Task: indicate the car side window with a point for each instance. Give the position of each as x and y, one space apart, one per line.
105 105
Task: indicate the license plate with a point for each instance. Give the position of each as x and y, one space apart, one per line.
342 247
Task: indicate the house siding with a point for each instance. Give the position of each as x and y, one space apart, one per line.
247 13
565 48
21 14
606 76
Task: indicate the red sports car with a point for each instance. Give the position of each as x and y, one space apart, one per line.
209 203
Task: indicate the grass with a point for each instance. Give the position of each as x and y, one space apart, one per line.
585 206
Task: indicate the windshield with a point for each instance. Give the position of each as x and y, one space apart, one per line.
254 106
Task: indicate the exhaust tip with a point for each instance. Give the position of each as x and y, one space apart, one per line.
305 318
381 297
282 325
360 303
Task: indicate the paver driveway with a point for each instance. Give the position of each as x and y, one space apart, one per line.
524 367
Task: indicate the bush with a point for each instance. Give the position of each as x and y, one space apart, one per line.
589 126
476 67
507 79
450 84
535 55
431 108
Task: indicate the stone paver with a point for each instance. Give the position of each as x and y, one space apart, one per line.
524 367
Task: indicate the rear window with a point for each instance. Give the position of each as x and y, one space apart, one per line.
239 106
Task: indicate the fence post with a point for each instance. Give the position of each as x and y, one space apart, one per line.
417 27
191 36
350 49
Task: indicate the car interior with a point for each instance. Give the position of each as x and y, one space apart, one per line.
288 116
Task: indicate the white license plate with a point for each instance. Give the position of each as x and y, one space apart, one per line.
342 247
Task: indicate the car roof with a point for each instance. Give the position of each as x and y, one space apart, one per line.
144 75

==============================

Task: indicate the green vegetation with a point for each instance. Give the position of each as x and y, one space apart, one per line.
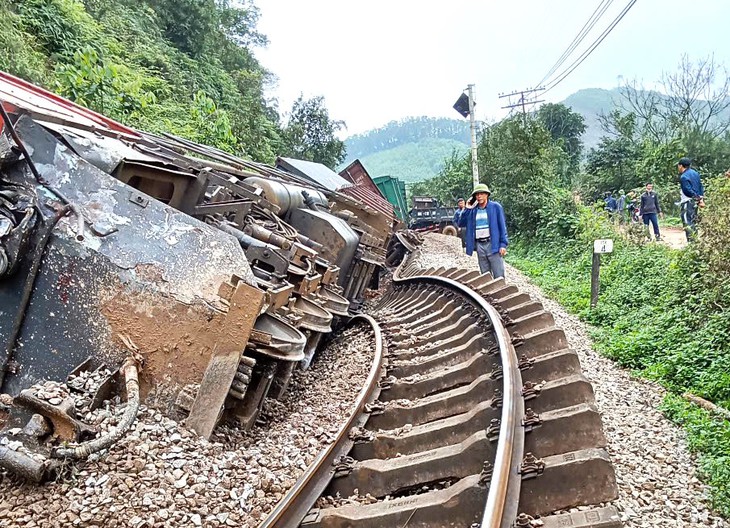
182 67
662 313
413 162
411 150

==============================

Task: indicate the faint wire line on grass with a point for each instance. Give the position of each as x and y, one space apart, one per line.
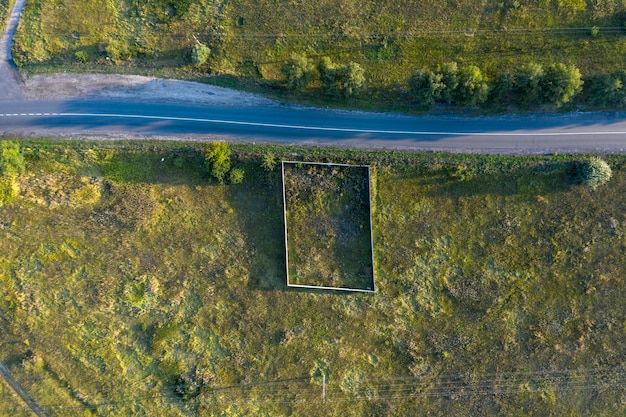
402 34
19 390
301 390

==============================

Which lines in the material above contain the word "grass"? Copy each one.

Task: indicate the grass with a point for each instance. Give the position of each as x and y, one space apart, one per line.
Task: indicate the faint wire line on grass with a point for each instance. Give the position of each as x and y, one space apart, one per line.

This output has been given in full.